What is being asked:
Copy out the data below, all of it, exactly.

Saved entries:

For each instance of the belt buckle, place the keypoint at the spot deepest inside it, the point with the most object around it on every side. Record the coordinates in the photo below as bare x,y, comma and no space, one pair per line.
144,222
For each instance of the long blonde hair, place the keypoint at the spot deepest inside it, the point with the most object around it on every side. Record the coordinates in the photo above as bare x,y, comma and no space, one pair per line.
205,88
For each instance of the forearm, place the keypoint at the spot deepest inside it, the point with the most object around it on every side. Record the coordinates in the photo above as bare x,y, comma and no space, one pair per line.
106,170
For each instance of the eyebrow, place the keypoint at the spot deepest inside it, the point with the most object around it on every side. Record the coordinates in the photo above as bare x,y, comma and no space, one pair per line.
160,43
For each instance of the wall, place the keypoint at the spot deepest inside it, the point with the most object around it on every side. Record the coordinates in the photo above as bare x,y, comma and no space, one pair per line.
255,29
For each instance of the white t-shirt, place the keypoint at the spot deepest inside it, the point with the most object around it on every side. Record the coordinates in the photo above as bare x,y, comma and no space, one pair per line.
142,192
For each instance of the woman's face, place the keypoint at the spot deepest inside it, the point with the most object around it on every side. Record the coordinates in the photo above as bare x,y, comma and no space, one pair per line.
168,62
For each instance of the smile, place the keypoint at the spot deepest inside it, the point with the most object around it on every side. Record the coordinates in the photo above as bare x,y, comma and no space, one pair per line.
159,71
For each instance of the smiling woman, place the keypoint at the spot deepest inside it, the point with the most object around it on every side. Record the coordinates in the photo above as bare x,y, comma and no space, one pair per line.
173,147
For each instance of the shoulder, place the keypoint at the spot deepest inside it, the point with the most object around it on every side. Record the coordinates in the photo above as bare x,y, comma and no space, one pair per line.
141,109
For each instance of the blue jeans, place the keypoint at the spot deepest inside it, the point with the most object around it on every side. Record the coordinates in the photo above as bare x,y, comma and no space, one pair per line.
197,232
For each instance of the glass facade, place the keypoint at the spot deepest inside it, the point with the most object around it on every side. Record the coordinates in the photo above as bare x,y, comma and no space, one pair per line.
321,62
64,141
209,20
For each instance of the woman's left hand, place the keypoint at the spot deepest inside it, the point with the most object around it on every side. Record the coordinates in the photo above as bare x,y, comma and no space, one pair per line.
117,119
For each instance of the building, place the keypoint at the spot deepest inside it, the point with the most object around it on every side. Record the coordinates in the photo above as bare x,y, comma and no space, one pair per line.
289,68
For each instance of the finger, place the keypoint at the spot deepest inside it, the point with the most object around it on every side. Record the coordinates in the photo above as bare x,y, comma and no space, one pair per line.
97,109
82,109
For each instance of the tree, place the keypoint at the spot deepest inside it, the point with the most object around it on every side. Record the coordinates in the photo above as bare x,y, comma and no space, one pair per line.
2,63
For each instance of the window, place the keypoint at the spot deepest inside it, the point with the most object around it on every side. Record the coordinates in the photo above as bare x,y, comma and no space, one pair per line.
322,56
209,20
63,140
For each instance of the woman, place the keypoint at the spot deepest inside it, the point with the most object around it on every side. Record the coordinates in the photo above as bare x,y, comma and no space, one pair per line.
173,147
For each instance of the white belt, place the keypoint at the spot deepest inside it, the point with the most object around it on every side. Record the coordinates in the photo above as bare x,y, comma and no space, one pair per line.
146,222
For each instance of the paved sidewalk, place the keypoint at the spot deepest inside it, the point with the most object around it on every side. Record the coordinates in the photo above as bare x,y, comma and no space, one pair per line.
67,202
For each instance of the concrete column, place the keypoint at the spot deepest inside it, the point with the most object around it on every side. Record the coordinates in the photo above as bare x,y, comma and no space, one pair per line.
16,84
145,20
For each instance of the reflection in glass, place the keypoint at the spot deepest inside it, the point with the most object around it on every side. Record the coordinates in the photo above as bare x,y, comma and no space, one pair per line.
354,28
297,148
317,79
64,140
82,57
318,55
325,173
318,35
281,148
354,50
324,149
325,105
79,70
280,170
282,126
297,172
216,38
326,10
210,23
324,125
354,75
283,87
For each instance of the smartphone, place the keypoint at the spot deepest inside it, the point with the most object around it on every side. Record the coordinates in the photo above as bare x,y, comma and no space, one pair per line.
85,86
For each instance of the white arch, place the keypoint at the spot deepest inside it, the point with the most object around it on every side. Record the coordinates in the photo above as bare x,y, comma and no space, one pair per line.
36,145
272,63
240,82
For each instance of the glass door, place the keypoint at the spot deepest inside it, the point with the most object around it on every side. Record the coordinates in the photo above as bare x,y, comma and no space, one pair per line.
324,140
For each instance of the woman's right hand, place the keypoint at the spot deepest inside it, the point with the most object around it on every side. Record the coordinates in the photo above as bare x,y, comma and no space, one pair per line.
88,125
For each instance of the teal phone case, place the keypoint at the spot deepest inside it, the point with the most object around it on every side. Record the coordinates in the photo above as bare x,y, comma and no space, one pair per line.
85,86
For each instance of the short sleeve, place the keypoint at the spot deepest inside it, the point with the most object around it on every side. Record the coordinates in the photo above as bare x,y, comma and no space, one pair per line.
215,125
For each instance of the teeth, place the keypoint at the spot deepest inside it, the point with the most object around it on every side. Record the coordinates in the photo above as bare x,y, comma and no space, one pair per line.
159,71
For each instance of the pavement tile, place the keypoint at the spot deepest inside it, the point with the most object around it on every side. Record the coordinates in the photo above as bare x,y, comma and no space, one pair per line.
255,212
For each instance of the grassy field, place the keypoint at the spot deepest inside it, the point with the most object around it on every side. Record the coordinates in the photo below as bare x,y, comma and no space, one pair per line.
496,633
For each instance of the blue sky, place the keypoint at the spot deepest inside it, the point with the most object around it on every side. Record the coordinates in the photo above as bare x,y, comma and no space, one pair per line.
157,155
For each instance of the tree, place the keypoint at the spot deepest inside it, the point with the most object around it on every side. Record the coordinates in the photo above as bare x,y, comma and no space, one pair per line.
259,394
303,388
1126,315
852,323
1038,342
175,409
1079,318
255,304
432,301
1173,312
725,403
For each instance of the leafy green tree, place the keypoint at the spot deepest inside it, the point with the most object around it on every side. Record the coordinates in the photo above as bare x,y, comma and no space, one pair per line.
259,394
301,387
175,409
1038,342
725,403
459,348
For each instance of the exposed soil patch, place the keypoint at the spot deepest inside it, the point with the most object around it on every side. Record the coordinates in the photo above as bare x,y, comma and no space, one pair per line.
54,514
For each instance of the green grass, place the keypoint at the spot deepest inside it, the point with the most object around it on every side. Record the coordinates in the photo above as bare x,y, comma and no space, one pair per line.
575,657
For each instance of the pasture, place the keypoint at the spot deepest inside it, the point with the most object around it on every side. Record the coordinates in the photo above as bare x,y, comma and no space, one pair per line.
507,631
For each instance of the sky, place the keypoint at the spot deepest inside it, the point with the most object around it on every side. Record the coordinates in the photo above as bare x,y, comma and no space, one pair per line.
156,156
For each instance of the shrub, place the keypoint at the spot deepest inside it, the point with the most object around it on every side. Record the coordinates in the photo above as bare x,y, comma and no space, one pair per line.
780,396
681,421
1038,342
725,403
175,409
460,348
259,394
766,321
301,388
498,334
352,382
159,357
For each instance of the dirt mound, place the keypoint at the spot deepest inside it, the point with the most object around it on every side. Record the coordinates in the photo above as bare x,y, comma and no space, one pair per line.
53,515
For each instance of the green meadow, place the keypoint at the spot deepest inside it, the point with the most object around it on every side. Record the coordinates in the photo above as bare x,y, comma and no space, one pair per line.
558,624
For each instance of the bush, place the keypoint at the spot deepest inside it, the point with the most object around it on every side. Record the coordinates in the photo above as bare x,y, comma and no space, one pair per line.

Answer to this task:
For each instance of the belt buckle, place the keypoint at the spot deepest inside it, the point with the most object around it on every side. Record the coordinates in the photo below as bare x,y, comma and no space, one pair per line.
144,222
For each instance of the long blonde hair, place the keypoint at the spot deepest inside it, the point with the most object around it on every side. Record the coordinates in the photo above as bare x,y, comma and no space, one pair per line.
205,88
For each instance of the forearm, place the keypoint at the spot deepest inside it, the point with the most object around it on every side. Record the coordinates in the photo above as bare x,y, comma and no space, one pair per line.
106,170
For each instance of the eyebrow, place the keypoint at the spot deepest inside it, the point with the most object around it on every side. Record the coordinates in the photo above as bare x,y, comma and no space, one pair per line.
160,43
For each instance of the wall, place the keypoint at the spot deepest inside it, the point with the most object around it on every side. Record the coordinates in the photo above as bare x,y, comma and no space, one pair per line.
255,29
For each instance of the white t-shirt, place the keypoint at the spot deepest inside it, the point with the most object around it on every side. Record the coordinates in the photo above as bare x,y, comma and no space, one pair per line.
142,192
For each instance of the woman's face, place the keypoint at the spot deepest inside it, the point with the most object around it on every side. Record the coordinates in the photo above as bare x,y, comma and no space, one pair per line.
168,62
For each instance of the smile, place the keypoint at the spot deepest inside it, the point with the most object around it on every side. Record the coordinates in the photo above as bare x,y, comma and no space, one pair per line.
159,71
For each instance of the smiling woman, place the keypoint at the spot deepest inside it, the point with the most object around it on every side. Record the coordinates in the photo above as bare x,y, comma and no space, one pair per line.
173,147
For each instance of the shoulder, place the keypoint at the spot deepest inside it, the point with the most object around it on every side. Record the coordinates in the photo above as bare x,y, comma and no space, one pair per line.
141,109
For each instance of the blue jeans, place the keypoint at the spot deepest inside it, the point with the most object around it on every side. Record the coordinates in the photo above as bare x,y, comma and no space, one pair per line.
197,232
For each instance of the glass facade, place the keypoint at the spot deepest inside it, the point with the most object around it on every side. Record the coordinates in the photo above as bare x,y, comma and no space, one pair per line.
321,62
64,141
209,20
For each instance of the woman's left hand, place the keypoint at the spot deepest inside it, the point with the most object around it on every side. Record the coordinates in the photo above as bare x,y, comma and no space, one pair per line.
117,119
For each instance of the building, place the keypoint at the spot deepest inside it, the point with the most object around it on every side. Record the coordinates in the photo above as bare x,y, comma and no space, one pair per line.
289,68
For each instance of the finger, place the keypoint at the spot deepest inside it, the point with the most object around it on every side. Record the coordinates in the photo above as bare x,y, comma and no space, one pair per line.
97,109
82,109
For each instance of the tree, place the keypoint at the spot deepest inside it, the point with the most object around it on every side. Record the coordinates in the photo above as bare x,y, comma and no space, one pair per line.
2,63
For each instance of the window, place the keypoint at the spot deepest inside it, the point with the most object around it on every side. Record the coordinates in the photo above as bare x,y, comma and no space, one pair per line.
322,56
209,20
63,140
For each instance of the woman, place the keypoint at the spot deepest inside it, the point with the most object around it on every side. Record the coordinates in the photo above as bare x,y, comma and no space, one pair per line.
173,147
For each instance of the white belt, place the keypoint at the spot deepest inside it, the point with the most object around it on every side. Record the coordinates in the photo above as bare x,y, comma and no space, one pair per line.
146,222
For each instance of the paved sidewalk, place the keypoint at the spot deepest inside it, the point with the most object around it on every side. Record the coordinates in the photo above as bare x,y, comma and no space, one pair per line.
67,202
For each instance of the concrete column, place the keypoint at the spot deepest inside it, the point with the most object around it on every side. Record the coordinates in the photo above as bare x,y, comma and no space, one pair per line.
16,84
145,20
For each instance of the reflection in glass, place the keypoint at the spot deepest inside it, the point with the most object around it on every side. Record the coordinates in the photo above as bare x,y, comma and no space, one pair per line.
354,28
297,148
317,79
64,140
82,57
318,55
325,173
318,35
281,148
354,50
324,149
325,105
79,70
280,170
282,126
297,172
216,38
326,10
210,23
324,125
354,75
283,87
For each instance of the smartphone, place the keypoint at the spot deepest inside it, the point with the most object around it on every side. Record the coordinates in the photo above as bare x,y, comma and no space, one pair per line.
85,86
For each instance of the white arch, place the keypoint at the spot deepest inside it, the point with the most object around it on every side. Record the coordinates in the photo above as bare x,y, comma and no space, one pair per line.
36,145
272,63
240,82
For each instance of the glass door, place the keypoint at the spot deepest inside it, the point with the most object around it on every side. Record the coordinates in the photo above as bare x,y, comma and no space, one pair per line.
324,140
For each instance of the woman's right hand, place the keypoint at the spot deepest inside it, the point with the most object around it on every side. Record the coordinates in the photo above as bare x,y, comma and no space, one pair per line.
88,125
For each instance of the teal phone case, place the keypoint at the spot deepest inside it, the point with the most object around it on every side. Record the coordinates in the photo above as bare x,y, comma and no space, one pair per line.
85,86
For each instance of the short sleeve, place the keypoint at the spot deepest inside it, the point with the most object around it on every side. Record the coordinates in the photo above as bare x,y, comma and no space, one pair per line.
215,125
For each instance of the teeth, place the keypoint at the spot deepest inside it, the point with the most object around it on every side. Record the coordinates in the photo above as bare x,y, comma and no space, one pair per line.
159,71
For each instance of the pavement tile, place the keypoint at the spot deepest inside it, the point with the most object around it on every side. Record the coordinates in the photo above as bare x,y, comma and no space, one pair per line.
255,212
For each instance of the grassy field, place the keypoint at the spot deepest inside it, the point with the most object around it on every side. Record the coordinates in the photo below as bare x,y, comma and no space, one pair per line.
496,633
For each instance of the blue sky, place the keypoint at the spot deepest inside it, the point with the most object around it on every side. Record the coordinates in the photo above as bare x,y, comma and no space, one pair per line.
157,155
For each instance of the tree, place the keypoint at the spot deepest inside it, the point with the most object around it on every side. Record the coordinates in the photo above as bare x,y, comma and no space, one pair per line.
259,394
303,388
1126,315
852,323
1038,342
175,409
1079,318
255,304
432,301
1173,312
725,403
For each instance of the leafy green tree, place the keypoint at the spot deepest inside it, the point with the most object around it on every side. Record the coordinates in the photo above as bare x,y, comma and no space, one pair per line.
259,394
301,387
175,409
1038,342
725,403
459,348
For each instance of the exposed soil patch, place the keypoint at the spot deepest inside it, the point with the most object around it on every side. Record the coordinates in the photo above as bare x,y, comma and no space, one pair per line.
54,514
For each instance of the green grass, place the keypoint at the spot deepest inside it, the point with the most object around it on every side. Record the coordinates in the photo above as bare x,y, comma and no space, one pair per line.
575,657
For each instance of the pasture, place the keypoint at the spot deepest inside it, the point with the most object around it on every side. Record the coordinates in the photo above as bare x,y, comma and no space, one pair per line.
507,631
For each instance of the sky, place the keypoint at the spot deepest inside it, the point with the most object around it on every side. Record the coordinates in the photo above as bare x,y, comma and no space, one pair per line.
156,156
For each instance of the shrub, place the keypoint at the spot deepest inside it, the point with the most object around it on every side. Record the coordinates in the photo above as bare x,y, comma and no space, one pair per line.
780,396
681,421
1038,342
725,403
175,409
460,348
259,394
766,321
301,388
498,334
352,382
159,357
For each instance of the dirt mound, place the keypoint at the spot deepest inside it, the point with the most object around it on every side. Record the coordinates in the photo above as bare x,y, comma and no space, one pair per line.
53,515
For each instance of the green meadow, place the keypoint at the spot deepest inside it, the point with the most object around it on every side. Record the coordinates in the photo above as bare x,y, comma and no space, one pair per line.
558,624
For each instance of the bush, place the keypoint at the spot deepest inside it, the point with the most object around it on every side. Record the coordinates in the photo above as bare x,y, comma and no space, one pair per line.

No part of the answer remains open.